◆ **WHAT TO PRODUCE**: Please rewrite the records below, substituting "requested class" for every "target class" and leaving everything else unchanged.

◆ **PROVIDED INFORMATION**:
↓

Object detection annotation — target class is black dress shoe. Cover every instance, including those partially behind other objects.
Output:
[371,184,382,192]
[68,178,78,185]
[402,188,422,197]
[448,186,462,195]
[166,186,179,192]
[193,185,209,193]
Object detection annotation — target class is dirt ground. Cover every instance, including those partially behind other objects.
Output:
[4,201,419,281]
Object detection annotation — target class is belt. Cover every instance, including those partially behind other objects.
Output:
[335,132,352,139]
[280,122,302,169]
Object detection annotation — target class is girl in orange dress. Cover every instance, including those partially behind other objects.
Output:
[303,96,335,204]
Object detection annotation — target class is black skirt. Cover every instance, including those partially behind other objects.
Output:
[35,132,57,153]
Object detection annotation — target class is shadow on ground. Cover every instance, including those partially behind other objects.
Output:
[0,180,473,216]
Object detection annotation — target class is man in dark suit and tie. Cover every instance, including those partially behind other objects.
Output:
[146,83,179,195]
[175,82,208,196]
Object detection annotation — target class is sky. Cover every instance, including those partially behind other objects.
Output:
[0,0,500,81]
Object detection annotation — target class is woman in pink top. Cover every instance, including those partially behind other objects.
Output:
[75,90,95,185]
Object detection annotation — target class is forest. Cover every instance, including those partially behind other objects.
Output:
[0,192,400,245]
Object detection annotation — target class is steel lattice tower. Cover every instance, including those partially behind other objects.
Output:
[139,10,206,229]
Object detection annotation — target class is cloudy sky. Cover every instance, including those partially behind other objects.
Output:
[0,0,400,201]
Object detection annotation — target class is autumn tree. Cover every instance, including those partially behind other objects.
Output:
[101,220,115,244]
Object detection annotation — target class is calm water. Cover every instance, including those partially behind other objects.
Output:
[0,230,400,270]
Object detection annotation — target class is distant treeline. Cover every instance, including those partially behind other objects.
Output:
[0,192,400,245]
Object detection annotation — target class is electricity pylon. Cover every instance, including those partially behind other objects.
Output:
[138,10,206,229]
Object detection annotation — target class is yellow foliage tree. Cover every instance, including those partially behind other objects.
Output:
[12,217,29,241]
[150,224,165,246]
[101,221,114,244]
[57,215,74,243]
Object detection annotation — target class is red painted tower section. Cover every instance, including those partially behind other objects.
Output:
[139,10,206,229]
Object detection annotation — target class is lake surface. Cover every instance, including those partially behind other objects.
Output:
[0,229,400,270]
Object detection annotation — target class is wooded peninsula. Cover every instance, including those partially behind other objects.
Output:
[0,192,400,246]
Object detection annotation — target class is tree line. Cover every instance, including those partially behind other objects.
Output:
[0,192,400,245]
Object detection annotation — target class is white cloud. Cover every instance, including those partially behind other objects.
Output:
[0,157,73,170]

↑

◆ **SOLUTION TO THE EXERCISE**:
Object detection annotation — requested class is black dress shoe. Cover every instance, including those partially behind other objects.
Output:
[371,184,382,192]
[68,178,78,185]
[402,188,422,197]
[448,186,462,195]
[166,186,179,192]
[193,185,209,193]
Object detection annotation — requested class is dirt ground. Cover every instance, including those partially behind other objects.
Output:
[4,201,419,281]
Object detection annotation — requested class is belt. Cover every instance, including those partially behind other objects.
Output:
[335,132,352,139]
[280,122,302,169]
Object detection annotation — requested class is girl in orange dress. Cover every instance, including those partially behind other objects.
Output:
[303,96,335,204]
Object detection annotation — requested class is black skirt. Cover every instance, including those partially behind other objects.
Output:
[35,132,57,153]
Object detection annotation — requested class is shadow on ground. Cover every instance, including those partially behind other objects.
Output:
[0,180,473,216]
Object detection annotation — requested class is man in dark suit and tie. Cover every instance, including those partially behind other objects.
Output:
[146,83,179,195]
[175,82,208,196]
Object detection annotation — requested class is sky. Cover every instance, including those partially behind other objects.
Output:
[0,0,500,81]
Object detection annotation — requested class is woman in pink top. Cover every instance, including those partially behind other objects.
Output:
[75,90,95,185]
Object detection annotation — requested class is forest. Cover every instance, including those partially behind other objects.
Output:
[0,192,400,245]
Object detection annotation — requested class is steel lattice tower. Cover every instance, including those partially behind other objects.
Output:
[139,10,206,229]
Object detection annotation — requested class is cloudy sky. Cover every instance, including those partially behind other objects.
Output:
[0,0,400,201]
Object detection annotation — requested class is autumn tree. Cover every instance, including those partially behind other objects.
Output:
[101,220,115,244]
Object detection annotation — requested class is calm water. Cover every instance, including those partially behind other objects.
Output:
[0,230,400,270]
Object detection annotation — requested class is distant treeline. Cover every instance, including those partially behind other objects.
Output:
[0,192,400,245]
Object detection annotation — requested class is electricity pylon. Cover every instance, including those partially behind other objects.
Output:
[138,10,206,229]
Object detection annotation — requested class is yellow foliage tree. Cover every instance, including those partially behind other objects.
Output:
[12,217,29,241]
[150,224,165,246]
[101,221,114,244]
[57,215,74,243]
Object detection annotation — requested class is red painted tower section. Cover every instance, including those partially behind other objects.
Output:
[139,10,206,229]
Object detection annotation — requested class is lake surface. Cover every instance, including those partially behind other objects.
Output:
[0,229,400,270]
Object detection annotation — requested class is wooded peninsula. Cover every instance, including those partially behind other objects.
Output:
[0,192,400,246]
Object detection annotation — requested class is tree line. Cover every instance, including those partially behind other objects.
Output:
[0,192,400,245]
Object detection annotation — requested class is white cloud. Cover every instance, including those partially behind other objects.
Output:
[0,157,73,170]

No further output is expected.